■ Available data ■
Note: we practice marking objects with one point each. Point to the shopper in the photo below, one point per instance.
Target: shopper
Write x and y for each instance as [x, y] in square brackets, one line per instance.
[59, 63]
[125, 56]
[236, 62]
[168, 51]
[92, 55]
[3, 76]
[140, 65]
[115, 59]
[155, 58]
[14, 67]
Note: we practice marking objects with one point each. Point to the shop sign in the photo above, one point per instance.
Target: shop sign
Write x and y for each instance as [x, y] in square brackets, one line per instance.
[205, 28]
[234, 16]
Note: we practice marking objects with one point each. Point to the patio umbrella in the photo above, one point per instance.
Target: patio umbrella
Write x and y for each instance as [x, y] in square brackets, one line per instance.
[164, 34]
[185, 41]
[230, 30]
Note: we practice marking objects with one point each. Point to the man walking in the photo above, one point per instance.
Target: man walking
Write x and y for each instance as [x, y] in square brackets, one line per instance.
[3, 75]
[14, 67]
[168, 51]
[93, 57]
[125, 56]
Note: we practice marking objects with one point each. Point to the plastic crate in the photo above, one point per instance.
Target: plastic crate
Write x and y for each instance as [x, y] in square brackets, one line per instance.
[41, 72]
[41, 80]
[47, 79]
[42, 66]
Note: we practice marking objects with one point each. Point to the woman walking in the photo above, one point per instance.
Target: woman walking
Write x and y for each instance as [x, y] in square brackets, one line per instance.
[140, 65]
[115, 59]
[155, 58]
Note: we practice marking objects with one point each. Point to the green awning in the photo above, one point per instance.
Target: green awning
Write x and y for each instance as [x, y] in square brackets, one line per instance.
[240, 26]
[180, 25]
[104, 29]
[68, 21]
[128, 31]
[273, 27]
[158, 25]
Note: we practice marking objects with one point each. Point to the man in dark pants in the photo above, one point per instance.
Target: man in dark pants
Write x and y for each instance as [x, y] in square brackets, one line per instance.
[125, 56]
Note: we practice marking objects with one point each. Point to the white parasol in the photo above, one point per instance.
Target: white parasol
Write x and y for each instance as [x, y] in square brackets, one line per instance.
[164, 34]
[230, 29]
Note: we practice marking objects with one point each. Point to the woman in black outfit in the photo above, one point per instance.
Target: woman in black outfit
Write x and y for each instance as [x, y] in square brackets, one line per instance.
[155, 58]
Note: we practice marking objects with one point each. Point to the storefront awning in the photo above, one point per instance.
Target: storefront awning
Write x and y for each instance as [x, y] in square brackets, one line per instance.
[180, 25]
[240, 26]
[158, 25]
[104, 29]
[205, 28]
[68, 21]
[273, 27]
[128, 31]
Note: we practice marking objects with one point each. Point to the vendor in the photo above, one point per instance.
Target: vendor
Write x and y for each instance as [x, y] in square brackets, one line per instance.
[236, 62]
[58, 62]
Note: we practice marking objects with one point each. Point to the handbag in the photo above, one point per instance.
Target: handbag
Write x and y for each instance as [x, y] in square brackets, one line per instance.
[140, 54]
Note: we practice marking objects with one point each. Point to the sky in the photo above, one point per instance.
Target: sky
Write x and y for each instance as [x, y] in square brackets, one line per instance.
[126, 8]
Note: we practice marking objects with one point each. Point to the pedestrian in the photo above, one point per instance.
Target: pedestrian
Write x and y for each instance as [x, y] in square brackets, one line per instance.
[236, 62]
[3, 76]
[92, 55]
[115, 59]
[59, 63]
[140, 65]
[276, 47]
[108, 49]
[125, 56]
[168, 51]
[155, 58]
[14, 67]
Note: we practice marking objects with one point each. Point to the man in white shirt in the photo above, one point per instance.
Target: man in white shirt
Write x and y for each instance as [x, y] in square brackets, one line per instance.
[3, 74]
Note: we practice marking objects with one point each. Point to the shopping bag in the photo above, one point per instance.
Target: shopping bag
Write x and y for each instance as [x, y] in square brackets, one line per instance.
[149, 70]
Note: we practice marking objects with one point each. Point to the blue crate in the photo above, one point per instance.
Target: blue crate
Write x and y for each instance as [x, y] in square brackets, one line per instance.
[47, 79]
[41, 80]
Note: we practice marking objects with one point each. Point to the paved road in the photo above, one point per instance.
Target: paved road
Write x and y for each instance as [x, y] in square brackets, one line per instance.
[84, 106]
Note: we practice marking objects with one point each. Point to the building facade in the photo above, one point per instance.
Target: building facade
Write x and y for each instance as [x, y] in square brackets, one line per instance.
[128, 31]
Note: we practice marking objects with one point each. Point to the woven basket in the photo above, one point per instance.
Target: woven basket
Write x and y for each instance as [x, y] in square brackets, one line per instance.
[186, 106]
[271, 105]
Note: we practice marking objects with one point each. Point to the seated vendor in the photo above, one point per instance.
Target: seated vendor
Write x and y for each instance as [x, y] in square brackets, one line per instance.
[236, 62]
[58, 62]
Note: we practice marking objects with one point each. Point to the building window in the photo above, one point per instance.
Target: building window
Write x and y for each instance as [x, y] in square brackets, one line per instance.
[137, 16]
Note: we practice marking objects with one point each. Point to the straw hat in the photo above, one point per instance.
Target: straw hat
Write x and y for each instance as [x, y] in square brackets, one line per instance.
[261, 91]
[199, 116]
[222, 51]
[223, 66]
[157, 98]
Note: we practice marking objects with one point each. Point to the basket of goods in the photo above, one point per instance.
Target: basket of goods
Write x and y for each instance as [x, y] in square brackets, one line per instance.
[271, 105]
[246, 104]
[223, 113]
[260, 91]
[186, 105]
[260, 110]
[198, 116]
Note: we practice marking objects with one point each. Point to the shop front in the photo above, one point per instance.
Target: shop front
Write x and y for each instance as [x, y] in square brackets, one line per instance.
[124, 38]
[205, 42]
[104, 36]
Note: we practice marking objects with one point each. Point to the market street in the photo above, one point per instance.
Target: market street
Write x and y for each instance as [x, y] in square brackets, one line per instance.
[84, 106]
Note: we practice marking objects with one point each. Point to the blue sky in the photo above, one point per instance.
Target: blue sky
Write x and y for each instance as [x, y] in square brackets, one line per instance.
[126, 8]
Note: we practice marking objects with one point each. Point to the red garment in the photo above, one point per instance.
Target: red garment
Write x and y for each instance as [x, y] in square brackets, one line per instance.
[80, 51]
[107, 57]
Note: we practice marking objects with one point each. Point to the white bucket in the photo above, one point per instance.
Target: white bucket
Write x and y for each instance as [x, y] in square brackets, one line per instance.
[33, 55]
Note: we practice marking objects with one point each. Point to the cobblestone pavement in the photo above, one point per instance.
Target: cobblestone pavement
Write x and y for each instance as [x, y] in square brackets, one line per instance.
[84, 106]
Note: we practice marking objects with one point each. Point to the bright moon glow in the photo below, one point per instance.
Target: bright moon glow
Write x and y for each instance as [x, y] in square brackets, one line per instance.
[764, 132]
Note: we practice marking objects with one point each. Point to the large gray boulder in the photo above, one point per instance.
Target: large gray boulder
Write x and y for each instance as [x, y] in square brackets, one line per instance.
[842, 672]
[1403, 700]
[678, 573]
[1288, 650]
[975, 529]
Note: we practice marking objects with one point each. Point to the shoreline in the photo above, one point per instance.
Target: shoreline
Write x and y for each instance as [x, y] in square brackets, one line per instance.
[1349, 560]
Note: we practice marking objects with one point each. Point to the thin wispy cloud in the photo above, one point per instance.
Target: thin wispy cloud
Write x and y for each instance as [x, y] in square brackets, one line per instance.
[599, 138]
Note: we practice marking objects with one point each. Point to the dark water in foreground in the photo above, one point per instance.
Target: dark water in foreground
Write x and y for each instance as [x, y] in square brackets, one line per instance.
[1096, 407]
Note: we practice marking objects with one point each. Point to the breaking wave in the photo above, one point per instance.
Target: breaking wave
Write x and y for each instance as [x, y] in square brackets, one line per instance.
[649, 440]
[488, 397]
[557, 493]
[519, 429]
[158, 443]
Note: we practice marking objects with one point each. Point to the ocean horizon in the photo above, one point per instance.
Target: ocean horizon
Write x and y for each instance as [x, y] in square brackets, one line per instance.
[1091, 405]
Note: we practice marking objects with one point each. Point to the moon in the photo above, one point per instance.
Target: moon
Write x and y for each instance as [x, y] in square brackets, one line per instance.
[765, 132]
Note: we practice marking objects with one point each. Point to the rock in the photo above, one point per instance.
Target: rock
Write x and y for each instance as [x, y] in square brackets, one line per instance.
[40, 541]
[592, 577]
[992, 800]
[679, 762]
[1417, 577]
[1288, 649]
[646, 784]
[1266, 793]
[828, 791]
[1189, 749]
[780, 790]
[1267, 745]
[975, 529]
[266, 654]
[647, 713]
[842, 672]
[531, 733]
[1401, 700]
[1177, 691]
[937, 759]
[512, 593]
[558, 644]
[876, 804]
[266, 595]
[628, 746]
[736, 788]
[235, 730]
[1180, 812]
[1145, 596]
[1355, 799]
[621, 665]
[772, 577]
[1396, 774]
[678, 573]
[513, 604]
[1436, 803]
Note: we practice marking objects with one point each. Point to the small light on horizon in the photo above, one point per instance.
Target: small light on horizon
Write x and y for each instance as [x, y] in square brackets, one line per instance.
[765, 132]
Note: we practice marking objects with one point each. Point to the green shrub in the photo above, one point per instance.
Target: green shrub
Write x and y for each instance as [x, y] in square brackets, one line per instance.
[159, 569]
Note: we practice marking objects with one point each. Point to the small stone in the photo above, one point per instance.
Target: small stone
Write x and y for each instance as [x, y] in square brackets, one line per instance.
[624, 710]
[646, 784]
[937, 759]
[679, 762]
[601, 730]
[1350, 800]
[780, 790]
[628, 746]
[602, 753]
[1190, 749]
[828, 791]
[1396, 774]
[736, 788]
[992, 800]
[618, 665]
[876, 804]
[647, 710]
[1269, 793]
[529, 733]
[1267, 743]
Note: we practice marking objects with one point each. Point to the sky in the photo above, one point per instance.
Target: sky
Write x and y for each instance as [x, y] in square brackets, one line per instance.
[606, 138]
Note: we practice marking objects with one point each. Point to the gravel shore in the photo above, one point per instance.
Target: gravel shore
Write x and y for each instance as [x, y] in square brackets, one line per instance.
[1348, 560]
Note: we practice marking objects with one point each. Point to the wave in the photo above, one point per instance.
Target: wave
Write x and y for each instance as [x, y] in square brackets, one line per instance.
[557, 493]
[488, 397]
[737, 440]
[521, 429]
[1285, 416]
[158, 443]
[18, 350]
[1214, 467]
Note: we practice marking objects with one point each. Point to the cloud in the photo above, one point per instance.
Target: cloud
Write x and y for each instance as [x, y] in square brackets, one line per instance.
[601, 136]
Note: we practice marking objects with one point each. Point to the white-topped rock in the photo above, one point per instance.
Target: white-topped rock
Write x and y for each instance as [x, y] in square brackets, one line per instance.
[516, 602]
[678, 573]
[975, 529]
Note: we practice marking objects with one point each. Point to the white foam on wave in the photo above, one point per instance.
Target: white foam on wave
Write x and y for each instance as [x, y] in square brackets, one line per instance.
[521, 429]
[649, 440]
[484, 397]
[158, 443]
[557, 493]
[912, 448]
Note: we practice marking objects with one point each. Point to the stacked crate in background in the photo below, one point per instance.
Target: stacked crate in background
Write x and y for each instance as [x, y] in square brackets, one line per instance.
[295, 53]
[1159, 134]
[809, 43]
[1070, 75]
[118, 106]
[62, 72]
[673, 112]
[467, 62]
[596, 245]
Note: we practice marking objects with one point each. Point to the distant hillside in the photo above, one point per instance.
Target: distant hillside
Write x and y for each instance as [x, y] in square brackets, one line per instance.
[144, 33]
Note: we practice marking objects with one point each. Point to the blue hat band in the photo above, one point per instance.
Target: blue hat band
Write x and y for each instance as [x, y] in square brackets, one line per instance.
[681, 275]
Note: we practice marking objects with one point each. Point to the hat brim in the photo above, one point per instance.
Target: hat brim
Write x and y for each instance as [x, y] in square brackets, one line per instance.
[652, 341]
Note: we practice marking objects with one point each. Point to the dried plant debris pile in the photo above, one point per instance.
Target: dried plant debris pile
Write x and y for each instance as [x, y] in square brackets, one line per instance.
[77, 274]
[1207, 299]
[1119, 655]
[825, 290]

■ Exercise aim ■
Copy out the lines of the material above, from the line containing "the green shrub" up to and including the line containing "[1267, 743]".

■ Exercise output ■
Note: we practice marking objects with one point each. Point to the green shrub in the photo above, one point per instance.
Target: green shrub
Write x and y for each instance as [x, y] in square brackets, one line per instance.
[159, 569]
Note: we practice marking objects with one point each. Point to the small stone in the photo above, one point per instance.
Target: small stone
Write x and y for each instance as [x, y] in square brackets, one line per instance.
[624, 710]
[646, 784]
[937, 759]
[679, 762]
[601, 730]
[1350, 800]
[780, 790]
[628, 746]
[602, 753]
[1190, 749]
[828, 791]
[1396, 774]
[736, 788]
[992, 800]
[618, 665]
[876, 804]
[647, 710]
[1269, 793]
[529, 733]
[1267, 743]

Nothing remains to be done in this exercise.